Segment Start: Text
Drift Detection for LLM Routing: Catching Silent Model Degradation

wpnews.pro

It's 2am and I am staring at a routing layer I spent weeks tuning, running a thought experiment that will not let me sleep. The router is doing exactly what I built it to do. Nothing in my code would change, nothing in my config would change, and yet I can see, plain as day, the night this system goes confidently, repeatedly wrong while every line of it stays correct. The failure is already baked in. I just have not been bitten by it yet.

The setup is simple. I route incoming tasks across four capabilities: a fast cheap model, a slow expensive one, a retrieval tool, and a code-execution agent. Each task goes to one of them, and I watch a single binary signal, did the output pass the quality gate or not. Run that for a few thousand calls and the policy converges, the weights stabilize, the dispatcher learns which arm wins. For a while, life is good. And that good stretch is exactly the trap.

Here is the scenario that keeps me up. The fast cheap model gets silently updated by its vendor, and its accuracy on my tasks quietly collapses. My router has no idea. It is carrying a high historical success estimate for that arm, earned honestly over weeks of good performance, and it keeps routing there because three weeks ago that was the right call. The dispatcher would not be broken. It would be right about a world that no longer existed. It would be wrong because it remembered too well.
Segment End: Text
About this task -
State whether each statement agrees with the text on drift detection, answering yes or no and quoting the deciding words: (a) The router sends tasks to one of four capabilities. (b) Each output is judged on a graded, multi-level quality score. (c) In the feared scenario, the vendor silently updates the slow expensive model. The data after this point are separate material, unrelated to the text on drift detection.
Segment Start: Listed records
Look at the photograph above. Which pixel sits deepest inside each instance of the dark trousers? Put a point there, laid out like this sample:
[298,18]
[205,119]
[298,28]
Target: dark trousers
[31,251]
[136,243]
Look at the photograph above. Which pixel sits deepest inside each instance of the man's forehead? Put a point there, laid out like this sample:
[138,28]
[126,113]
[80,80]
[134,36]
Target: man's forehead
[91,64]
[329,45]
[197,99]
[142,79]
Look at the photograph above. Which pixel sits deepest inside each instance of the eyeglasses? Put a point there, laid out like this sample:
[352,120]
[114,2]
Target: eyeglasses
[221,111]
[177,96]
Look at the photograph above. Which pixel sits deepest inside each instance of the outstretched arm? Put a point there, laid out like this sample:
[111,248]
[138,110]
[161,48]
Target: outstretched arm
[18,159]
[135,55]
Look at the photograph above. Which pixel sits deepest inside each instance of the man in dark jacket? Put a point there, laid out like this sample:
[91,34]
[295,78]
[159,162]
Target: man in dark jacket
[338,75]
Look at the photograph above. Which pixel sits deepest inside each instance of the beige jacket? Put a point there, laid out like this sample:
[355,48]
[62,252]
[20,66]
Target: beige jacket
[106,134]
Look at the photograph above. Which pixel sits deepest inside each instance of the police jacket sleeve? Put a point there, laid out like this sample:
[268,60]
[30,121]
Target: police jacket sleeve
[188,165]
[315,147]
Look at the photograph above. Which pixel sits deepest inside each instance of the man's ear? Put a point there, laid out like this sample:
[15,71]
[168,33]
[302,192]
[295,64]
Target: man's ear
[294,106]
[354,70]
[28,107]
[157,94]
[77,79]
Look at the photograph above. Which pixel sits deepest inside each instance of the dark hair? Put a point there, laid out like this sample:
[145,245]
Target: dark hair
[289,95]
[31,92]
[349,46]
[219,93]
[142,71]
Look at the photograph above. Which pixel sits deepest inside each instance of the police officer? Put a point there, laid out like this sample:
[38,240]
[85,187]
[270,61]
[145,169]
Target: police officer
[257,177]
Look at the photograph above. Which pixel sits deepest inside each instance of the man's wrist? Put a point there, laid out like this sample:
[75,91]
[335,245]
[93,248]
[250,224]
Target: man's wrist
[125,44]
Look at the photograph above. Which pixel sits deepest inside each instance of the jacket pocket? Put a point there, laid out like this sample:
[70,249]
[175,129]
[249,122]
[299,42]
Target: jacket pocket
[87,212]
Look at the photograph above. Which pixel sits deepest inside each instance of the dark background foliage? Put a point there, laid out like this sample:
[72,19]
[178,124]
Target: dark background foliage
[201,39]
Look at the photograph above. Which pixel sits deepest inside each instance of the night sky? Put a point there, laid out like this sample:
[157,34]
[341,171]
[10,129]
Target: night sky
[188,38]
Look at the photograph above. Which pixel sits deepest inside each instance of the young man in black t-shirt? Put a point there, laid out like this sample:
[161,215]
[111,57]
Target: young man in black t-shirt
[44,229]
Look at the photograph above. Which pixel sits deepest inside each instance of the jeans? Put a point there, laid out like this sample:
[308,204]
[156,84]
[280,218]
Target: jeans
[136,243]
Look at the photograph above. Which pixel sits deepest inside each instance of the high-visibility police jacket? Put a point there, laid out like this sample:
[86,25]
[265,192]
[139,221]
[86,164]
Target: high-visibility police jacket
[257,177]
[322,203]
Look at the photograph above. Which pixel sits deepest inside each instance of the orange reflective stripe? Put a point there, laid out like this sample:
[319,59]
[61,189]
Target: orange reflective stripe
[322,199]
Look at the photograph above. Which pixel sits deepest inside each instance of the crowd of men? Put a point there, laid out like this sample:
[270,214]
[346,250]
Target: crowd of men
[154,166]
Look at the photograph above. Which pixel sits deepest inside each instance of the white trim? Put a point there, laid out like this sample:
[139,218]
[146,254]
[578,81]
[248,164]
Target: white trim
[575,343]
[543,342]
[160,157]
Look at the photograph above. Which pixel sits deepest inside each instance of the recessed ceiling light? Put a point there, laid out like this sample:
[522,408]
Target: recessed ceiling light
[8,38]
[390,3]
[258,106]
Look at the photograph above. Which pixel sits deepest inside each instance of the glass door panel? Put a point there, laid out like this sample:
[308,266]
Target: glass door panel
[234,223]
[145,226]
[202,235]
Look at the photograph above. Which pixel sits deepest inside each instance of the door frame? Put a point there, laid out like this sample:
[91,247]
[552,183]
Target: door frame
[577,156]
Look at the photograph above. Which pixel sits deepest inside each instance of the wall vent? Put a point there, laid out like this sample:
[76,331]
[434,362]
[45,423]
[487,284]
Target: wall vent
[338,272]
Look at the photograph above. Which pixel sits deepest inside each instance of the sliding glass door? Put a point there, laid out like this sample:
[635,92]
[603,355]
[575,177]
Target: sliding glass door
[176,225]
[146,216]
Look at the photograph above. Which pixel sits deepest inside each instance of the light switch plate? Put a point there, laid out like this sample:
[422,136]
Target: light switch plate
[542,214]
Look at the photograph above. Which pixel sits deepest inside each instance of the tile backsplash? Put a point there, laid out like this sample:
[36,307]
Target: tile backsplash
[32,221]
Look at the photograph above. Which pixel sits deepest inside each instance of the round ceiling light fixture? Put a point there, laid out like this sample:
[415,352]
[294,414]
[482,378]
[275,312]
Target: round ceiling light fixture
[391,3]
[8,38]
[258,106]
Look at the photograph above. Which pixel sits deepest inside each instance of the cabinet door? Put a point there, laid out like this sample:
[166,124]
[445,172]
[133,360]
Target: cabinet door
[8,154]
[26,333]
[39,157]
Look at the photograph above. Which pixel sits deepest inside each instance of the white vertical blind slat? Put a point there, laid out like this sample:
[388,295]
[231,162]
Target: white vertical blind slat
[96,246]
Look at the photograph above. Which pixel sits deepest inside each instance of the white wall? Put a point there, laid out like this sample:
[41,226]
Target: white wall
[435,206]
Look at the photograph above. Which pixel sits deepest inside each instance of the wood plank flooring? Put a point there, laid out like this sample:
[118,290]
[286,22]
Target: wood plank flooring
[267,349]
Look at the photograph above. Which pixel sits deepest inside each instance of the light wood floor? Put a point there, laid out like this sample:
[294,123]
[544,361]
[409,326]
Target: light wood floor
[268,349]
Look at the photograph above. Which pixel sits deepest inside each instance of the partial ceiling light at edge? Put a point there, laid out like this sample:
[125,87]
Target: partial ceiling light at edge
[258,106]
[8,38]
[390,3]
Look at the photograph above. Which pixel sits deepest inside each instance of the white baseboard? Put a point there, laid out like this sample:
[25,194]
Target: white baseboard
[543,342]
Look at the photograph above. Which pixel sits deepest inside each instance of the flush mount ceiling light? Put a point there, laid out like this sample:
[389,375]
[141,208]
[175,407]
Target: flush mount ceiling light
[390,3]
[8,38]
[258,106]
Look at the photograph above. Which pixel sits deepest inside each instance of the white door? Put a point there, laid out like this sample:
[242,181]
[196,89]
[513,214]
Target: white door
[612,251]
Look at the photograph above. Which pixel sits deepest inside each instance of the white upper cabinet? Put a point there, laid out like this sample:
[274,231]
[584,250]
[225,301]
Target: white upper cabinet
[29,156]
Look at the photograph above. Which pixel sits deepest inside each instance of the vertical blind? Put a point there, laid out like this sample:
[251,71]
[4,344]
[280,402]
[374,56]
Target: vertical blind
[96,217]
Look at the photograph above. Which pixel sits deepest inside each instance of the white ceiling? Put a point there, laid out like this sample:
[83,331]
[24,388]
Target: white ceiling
Segment End: Listed records
Expected answer -
(a) Yes: "I route incoming tasks across four capabilities"
(b) No: "I watch a single binary signal, did the output pass the quality gate or not"
(c) No: "The fast cheap model gets silently updated by its vendor"